AUSGEWÄHLTER AUSZUG —
* * *

Nationalrat, XX.GP Stenographisches Protokoll 164. Sitzung / 49

Meine Damen und Herren! Es kann doch nicht Ihre Politik der Rahmenbedingungen, der Reglementierung und Kontrolle von Märkten sein, daß Sie einzelne Produkte herausgreifen und in einem parlamentarischen Schnellverfahren Preisregelungen verfügen, weil Sie nicht in der Lage sind, jene Instrumente, die in einem entwickelten Staat, in einer entwickelten Marktwirtschaft nötig und auch möglich sind, wirklich einzusetzen. Das ist der Stil einer "Zwetschkenrepublik" im Wahlkampf – und das ist bedauerlich! (Beifall beim Liberalen Forum.)

Warum sind die Benzin- und Dieselpreise in Österreich eigentlich so hoch? – Auch das sollten wir einmal untersuchen – und nicht nur immer sozusagen hier zum Fenster hinausreden.

* * *

DATENLISTE —
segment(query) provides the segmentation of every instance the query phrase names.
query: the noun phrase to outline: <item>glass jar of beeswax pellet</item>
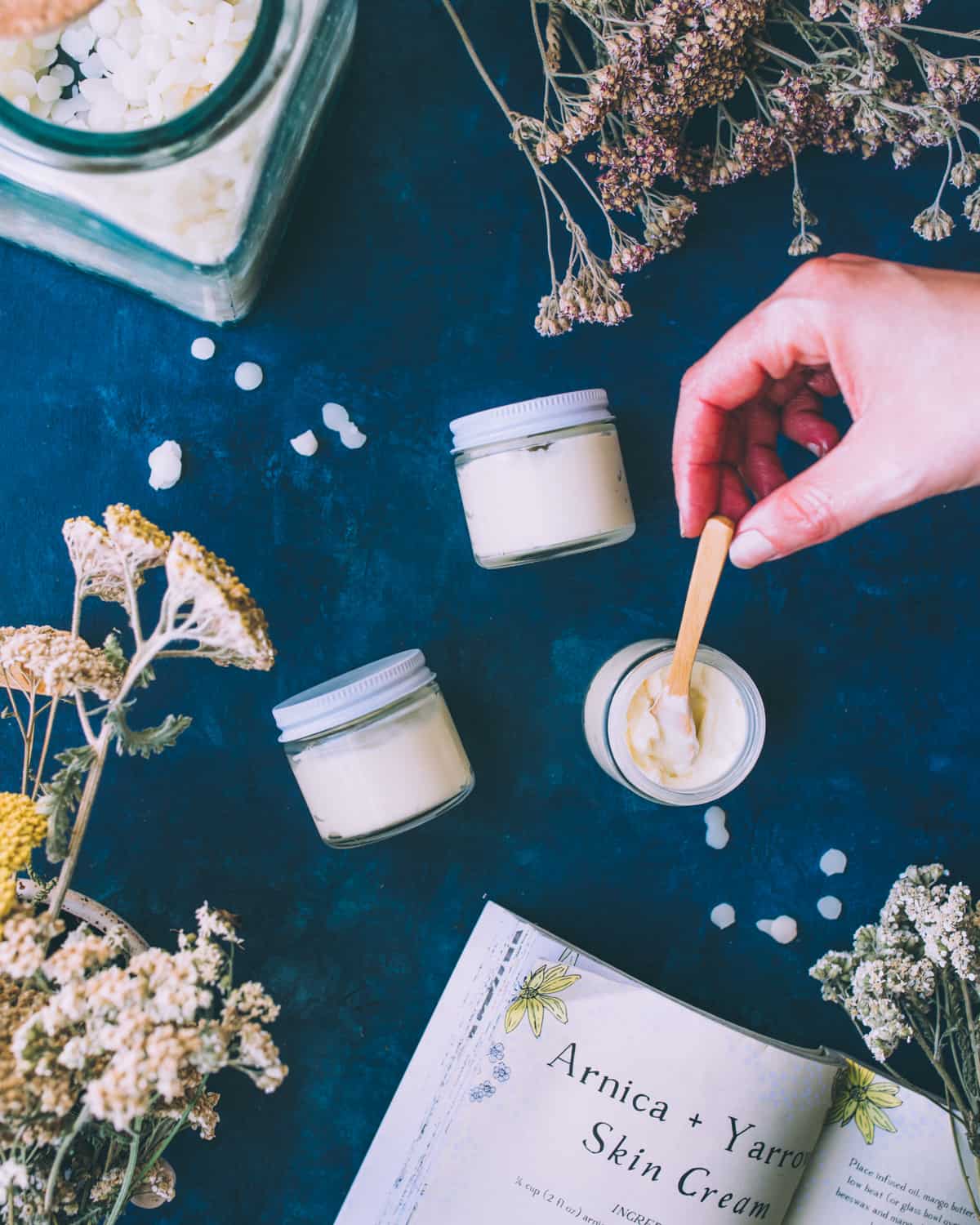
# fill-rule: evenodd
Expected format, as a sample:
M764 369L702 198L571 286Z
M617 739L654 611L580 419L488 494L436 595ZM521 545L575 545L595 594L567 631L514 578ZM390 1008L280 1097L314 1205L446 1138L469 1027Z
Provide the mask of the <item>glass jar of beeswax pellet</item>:
M391 838L473 790L469 758L420 650L345 673L272 713L330 846Z
M480 566L500 570L636 530L616 423L599 388L505 404L450 425Z
M102 0L0 42L0 236L202 320L251 307L358 0Z

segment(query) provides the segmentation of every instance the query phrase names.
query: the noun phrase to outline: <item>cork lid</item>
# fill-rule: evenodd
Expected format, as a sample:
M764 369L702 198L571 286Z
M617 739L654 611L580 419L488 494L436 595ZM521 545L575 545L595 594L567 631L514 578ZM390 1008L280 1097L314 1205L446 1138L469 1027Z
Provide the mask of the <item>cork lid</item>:
M33 38L60 29L94 7L94 0L0 0L0 38Z

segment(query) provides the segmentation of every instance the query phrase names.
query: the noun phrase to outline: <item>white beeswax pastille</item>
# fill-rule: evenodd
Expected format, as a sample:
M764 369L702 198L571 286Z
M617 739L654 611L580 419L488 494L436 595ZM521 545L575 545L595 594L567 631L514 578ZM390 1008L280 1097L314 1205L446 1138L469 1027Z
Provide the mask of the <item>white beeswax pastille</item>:
M257 361L243 361L235 369L235 382L243 391L255 391L263 379L265 372Z
M521 401L450 425L473 555L499 570L636 532L616 423L601 388Z
M820 870L824 876L839 876L846 871L848 856L843 850L826 850L820 859Z
M168 439L154 447L148 456L149 485L152 489L173 489L183 472L180 443Z
M316 441L316 435L312 430L306 430L304 434L298 434L295 439L289 440L289 446L301 456L315 456L320 443Z

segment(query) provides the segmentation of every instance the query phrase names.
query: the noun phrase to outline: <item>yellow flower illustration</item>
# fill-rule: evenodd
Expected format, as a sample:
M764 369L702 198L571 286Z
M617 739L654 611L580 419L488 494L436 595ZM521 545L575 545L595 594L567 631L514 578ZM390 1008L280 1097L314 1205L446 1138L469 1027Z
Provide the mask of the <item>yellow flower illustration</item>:
M873 1144L876 1127L883 1132L898 1131L884 1111L895 1110L900 1105L902 1099L893 1084L876 1080L870 1068L862 1068L848 1060L834 1078L827 1126L840 1123L842 1127L846 1127L854 1120L865 1143Z
M540 965L521 984L521 990L503 1018L503 1029L510 1034L527 1016L534 1036L540 1038L545 1008L562 1025L566 1024L568 1009L565 1001L556 1000L555 996L581 978L581 974L570 974L567 965Z

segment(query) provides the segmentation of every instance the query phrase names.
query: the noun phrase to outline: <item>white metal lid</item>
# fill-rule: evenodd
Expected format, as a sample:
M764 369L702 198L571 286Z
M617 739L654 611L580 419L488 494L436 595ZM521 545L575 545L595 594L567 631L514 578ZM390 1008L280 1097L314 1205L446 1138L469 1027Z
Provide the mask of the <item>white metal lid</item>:
M609 421L609 396L601 387L589 391L567 391L561 396L522 399L517 404L488 408L450 421L454 451L483 447L489 442L506 442L550 430L566 430L572 425Z
M383 710L435 680L420 650L403 650L355 668L273 707L281 741L303 740Z

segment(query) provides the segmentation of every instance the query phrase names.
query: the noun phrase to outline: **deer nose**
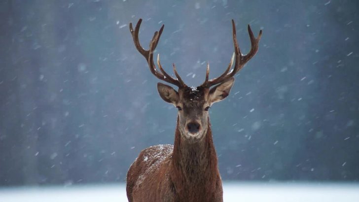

* * *

ARBEITSAUFTRAG 1 — Prüfen Sie, ob die folgenden Aussagen mit dem Protokollauszug aus der Nationalratssitzung übereinstimmen: (a) Der Redner nennt das Vorgehen den Stil einer „Zwetschkenrepublik“ im Wahlkampf. (b) Der Redner erhält Beifall von der ÖVP. (c) Der Redner regt an, die Gründe für die hohen Benzin- und Dieselpreise in Österreich zu untersuchen. Antworten Sie jeweils mit Ja oder Nein und zitieren Sie die entscheidenden Worte wörtlich.
ARBEITSAUFTRAG 2 — Führen Sie den Protokollauszug aus der Nationalratssitzung nach seinem letzten Satz als Rede fort.
Die Daten werden hier nicht gebraucht.

ERWARTETE ANTWORT 1 —
(a) Ja: „Das ist der Stil einer "Zwetschkenrepublik" im Wahlkampf“
(b) Nein: „(Beifall beim Liberalen Forum.)“
(c) Ja: „Warum sind die Benzin- und Dieselpreise in Österreich eigentlich so hoch? – Auch das sollten wir einmal untersuchen“

ERWARTETE ANTWORT 2 —
Die Gründe dafür kann man in drei Gruppen gliedern. Wir haben in Österreich eine exorbitant hohe Steuerbelastung. Es gibt eine Mineralsteuer, deren Zweckbindung vor einigen Jahren aufgehoben wurde und die nun zu anderen Zwecken verwendet wird, und zweifellos gibt es bei uns sehr teure Auflagen im Tankstellensektor, im Bereich Umwelt – Gaspendelleitungen kosten Geld – und ebenso auf dem Personalsektor. Es gibt eingeschränkte Nebenrechte für diese Tankstellen; aber der Bundesminister meint, das wären die Hauptrechte. (Bundesminister Dr. Farnleitner: Ich habe das schon umgedreht!) – Entschuldigung.

Wenn sich diese Tankstellen nämlich den Regeln des "normalen" Lebensmittelhandels unterwerfen würden, dann dürften sie doch nach 19.30 Uhr überhaupt nichts mehr verkaufen. Also in diesem Fall geht es auch um die Öffnungszeiten und darum, daß Tankstellen eine neue Funktion in einem neuen, sich wandelnden Markt bekommen.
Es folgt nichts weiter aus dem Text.